>> Begin PASSAGE PROVIDED

Way back in grade school, you probably learned about the Boston Tea Party that took place on December 16, 1773. It may have come up a few other times during your schooling, and then you likely never thought about it again. But hey, a discussion of what led to the American Revolution is pretty important. And regardless, protesting normally makes for a healthy civil society. So what was the Boston Tea Party exactly? And who actually celebrated?
What Was the Boston Tea Party?
Most people know that the Boston Tea Party was a conflict between the Thirteen American Colonies and Great Britain. But more specifically, it was people from the city of Boston against the British East India Company.
Fun fact: At some point, the East India Company was just referred to as “The Company”, giving you a sense for just how important it was.
More on the East India Company
The East India Company is our first foray into dystopian megacorporations. Before they collapsed in the 1870s, they had the full support of the British Monarchy. We’re talking about the military, finances, the works. Even outside of that the EIC (they sound more dystopian this way) had their own private army.
Formed in 1600, the company was chartered by Queen Elizabeth I because she wanted England to get more involved in some sweet trade with Asia. This was mostly because East India Companies were operating for France, Spain, Portugal, and the Netherlands. So needless to say, England was feeling pretty left out.
Early on, the EIC wasn’t very profitable, so England kept them afloat until they became a global juggernaut with control over a lot of economies. Heck, both India and America had revolutions as a direct result of the EIC.
Heading into the Boston Tea Party the EIC had exerted a lot of control over various territories. For starters, America.
With a handful of those territories in active rebellion with the EIC, they were losing finances. After they had caused a famine in India and created a lot of social unrest, the EIC was also causing Britain to bleed money. There was also the fact that the EIC was stagnating in trade and were in a terrible downward spiral.
Basically, the EIC had controlled and ruined so many countries they had started breaking Britain’s economy.
The Tea Act
Of course, the EIC was the darling child corporation of Britain. With so much influence in British Parliament, the EIC somehow managed to convince Parliament into passing the 1773 Tea Act.

>> End PASSAGE PROVIDED
>> Begin STORED ROWS

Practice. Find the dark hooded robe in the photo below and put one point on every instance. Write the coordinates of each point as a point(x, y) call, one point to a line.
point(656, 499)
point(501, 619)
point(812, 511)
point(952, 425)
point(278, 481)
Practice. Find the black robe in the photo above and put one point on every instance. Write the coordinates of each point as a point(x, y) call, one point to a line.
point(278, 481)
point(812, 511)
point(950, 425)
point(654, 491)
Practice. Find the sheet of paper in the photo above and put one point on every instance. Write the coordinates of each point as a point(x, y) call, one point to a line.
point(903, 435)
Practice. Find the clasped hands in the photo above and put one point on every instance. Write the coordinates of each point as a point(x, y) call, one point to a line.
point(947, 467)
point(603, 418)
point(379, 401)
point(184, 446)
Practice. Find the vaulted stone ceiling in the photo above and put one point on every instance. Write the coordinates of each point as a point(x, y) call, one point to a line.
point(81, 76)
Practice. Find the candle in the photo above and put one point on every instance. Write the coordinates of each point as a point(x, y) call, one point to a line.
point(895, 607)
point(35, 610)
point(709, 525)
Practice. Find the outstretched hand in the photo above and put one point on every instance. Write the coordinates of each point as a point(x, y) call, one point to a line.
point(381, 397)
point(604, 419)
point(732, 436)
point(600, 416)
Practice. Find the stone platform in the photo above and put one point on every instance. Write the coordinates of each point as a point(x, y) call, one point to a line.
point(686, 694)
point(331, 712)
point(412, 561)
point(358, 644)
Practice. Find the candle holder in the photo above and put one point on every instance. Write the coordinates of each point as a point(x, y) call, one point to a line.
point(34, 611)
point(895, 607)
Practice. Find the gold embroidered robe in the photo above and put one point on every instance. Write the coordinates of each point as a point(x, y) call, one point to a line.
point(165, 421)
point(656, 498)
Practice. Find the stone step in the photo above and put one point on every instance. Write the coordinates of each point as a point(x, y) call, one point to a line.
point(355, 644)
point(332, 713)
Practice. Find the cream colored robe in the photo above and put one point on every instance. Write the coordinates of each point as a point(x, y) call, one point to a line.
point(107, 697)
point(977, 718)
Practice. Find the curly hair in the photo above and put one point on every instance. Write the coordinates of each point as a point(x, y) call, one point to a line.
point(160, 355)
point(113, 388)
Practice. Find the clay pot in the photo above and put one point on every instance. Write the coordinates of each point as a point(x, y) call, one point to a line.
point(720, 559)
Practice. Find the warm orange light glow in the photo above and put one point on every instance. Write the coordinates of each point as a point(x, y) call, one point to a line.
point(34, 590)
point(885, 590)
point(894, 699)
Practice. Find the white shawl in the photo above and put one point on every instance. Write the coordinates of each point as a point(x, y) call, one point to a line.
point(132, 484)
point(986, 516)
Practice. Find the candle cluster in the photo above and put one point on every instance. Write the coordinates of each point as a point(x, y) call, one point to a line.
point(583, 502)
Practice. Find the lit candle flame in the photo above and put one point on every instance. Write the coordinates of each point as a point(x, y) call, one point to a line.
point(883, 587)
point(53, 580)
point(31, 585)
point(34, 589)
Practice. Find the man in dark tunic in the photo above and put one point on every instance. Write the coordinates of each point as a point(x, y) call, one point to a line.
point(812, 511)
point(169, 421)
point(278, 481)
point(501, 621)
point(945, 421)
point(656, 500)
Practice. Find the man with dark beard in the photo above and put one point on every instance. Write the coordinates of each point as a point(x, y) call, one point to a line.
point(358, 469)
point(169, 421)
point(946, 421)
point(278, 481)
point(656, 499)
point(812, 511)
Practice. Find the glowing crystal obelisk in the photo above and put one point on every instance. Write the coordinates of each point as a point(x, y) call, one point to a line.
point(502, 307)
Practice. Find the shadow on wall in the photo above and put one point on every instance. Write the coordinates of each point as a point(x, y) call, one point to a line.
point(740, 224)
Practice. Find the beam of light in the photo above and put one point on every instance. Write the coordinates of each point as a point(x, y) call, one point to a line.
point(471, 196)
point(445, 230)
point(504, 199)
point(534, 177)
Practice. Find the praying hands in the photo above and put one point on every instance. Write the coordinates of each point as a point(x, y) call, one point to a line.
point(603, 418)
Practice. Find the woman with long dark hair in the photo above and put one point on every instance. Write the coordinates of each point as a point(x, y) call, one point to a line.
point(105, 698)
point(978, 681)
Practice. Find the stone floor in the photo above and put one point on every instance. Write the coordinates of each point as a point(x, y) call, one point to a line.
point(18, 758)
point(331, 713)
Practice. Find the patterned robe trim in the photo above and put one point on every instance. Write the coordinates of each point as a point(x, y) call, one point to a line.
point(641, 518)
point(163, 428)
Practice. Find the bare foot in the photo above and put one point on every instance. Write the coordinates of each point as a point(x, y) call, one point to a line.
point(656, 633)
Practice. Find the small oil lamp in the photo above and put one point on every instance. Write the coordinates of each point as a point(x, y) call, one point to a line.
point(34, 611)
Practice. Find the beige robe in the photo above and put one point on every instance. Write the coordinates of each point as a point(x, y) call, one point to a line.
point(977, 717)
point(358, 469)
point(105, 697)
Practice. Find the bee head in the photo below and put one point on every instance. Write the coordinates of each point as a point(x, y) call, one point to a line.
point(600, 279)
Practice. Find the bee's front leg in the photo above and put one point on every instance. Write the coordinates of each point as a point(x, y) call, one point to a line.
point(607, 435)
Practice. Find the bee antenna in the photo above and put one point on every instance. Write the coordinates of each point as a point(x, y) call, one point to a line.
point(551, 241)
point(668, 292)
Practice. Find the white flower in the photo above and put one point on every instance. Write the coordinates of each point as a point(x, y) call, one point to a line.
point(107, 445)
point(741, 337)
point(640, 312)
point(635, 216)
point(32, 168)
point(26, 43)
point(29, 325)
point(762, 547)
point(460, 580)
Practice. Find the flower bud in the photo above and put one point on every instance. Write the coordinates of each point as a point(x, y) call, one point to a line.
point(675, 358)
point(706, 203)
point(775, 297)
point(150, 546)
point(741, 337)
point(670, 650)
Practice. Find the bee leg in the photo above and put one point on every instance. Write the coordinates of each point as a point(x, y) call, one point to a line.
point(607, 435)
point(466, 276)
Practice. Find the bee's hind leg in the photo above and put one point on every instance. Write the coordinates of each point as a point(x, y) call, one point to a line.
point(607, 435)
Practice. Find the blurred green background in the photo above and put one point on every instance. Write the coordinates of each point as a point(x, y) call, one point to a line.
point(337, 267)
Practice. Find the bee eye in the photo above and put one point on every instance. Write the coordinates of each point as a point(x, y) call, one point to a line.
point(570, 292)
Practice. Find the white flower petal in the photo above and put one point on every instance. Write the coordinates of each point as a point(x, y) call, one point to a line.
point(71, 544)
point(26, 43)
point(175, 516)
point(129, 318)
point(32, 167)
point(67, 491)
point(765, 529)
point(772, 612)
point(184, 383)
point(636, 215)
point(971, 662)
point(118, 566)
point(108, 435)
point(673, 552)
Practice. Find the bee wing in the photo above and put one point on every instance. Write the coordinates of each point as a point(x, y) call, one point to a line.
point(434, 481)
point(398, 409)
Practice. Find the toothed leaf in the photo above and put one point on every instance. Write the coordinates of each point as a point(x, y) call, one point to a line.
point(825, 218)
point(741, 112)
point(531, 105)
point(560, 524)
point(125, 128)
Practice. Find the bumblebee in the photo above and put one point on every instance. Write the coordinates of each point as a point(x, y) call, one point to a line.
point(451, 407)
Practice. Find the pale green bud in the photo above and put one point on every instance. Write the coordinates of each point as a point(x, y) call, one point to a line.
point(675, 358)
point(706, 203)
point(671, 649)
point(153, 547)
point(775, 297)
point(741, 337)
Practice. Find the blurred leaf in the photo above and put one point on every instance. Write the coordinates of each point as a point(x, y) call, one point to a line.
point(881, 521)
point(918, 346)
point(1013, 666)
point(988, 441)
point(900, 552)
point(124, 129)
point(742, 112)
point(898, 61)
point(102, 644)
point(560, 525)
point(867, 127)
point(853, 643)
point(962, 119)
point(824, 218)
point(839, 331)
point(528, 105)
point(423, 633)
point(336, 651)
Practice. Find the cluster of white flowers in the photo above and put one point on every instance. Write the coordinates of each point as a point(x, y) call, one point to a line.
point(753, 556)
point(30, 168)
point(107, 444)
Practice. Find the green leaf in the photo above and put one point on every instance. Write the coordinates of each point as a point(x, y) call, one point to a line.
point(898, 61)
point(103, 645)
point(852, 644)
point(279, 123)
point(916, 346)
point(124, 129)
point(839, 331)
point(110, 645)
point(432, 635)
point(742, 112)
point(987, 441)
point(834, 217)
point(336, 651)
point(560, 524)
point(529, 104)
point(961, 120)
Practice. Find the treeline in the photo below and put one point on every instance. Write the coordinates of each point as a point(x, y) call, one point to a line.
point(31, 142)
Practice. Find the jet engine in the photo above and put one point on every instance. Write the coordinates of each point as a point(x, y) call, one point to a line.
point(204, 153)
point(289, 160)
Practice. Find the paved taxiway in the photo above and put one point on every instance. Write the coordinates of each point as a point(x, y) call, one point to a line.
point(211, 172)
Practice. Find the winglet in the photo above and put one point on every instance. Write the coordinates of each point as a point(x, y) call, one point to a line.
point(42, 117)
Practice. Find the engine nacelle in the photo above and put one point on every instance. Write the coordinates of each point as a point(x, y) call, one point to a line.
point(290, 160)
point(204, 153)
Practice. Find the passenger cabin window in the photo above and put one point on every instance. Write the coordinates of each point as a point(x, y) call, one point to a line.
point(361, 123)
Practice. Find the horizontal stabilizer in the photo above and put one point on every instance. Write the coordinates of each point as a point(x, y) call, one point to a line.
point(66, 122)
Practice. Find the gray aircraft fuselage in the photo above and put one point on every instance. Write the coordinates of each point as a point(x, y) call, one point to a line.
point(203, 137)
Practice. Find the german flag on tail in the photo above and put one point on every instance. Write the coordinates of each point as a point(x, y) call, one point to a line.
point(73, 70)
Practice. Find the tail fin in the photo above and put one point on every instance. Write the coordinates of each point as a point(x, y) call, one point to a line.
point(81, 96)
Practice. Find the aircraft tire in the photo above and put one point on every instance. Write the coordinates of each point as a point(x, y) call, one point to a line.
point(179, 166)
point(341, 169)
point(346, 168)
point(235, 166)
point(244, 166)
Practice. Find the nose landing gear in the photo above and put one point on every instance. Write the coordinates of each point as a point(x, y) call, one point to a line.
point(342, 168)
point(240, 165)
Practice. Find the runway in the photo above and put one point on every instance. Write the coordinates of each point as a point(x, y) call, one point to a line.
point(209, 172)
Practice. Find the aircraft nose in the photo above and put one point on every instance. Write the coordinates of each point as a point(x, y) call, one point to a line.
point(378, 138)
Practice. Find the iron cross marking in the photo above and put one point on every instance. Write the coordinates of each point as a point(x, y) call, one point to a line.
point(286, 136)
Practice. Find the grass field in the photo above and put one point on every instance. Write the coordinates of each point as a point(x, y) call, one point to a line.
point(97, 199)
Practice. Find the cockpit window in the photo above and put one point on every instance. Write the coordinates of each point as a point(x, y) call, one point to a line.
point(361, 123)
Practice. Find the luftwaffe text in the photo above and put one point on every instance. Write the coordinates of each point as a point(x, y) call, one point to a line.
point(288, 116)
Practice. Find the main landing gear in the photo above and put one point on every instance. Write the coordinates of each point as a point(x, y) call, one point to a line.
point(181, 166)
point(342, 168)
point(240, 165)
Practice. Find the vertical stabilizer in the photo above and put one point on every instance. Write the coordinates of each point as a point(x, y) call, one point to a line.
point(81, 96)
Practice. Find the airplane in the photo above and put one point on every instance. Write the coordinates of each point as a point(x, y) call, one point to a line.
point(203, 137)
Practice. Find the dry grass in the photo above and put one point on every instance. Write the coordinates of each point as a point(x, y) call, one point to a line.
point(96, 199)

>> End STORED ROWS

# YOUR OBJECTIVE
Copy the Boston Tea Party piece between "More on the" and "of the EIC.", inclusive, substituting "Britain" for each "England".

# EXERCISE SOLUTION
More on the East India Company
The East India Company is our first foray into dystopian megacorporations. Before they collapsed in the 1870s, they had the full support of the British Monarchy. We’re talking about the military, finances, the works. Even outside of that the EIC (they sound more dystopian this way) had their own private army.
Formed in 1600, the company was chartered by Queen Elizabeth I because she wanted Britain to get more involved in some sweet trade with Asia. This was mostly because East India Companies were operating for France, Spain, Portugal, and the Netherlands. So needless to say, Britain was feeling pretty left out.
Early on, the EIC wasn’t very profitable, so Britain kept them afloat until they became a global juggernaut with control over a lot of economies. Heck, both India and America had revolutions as a direct result of the EIC.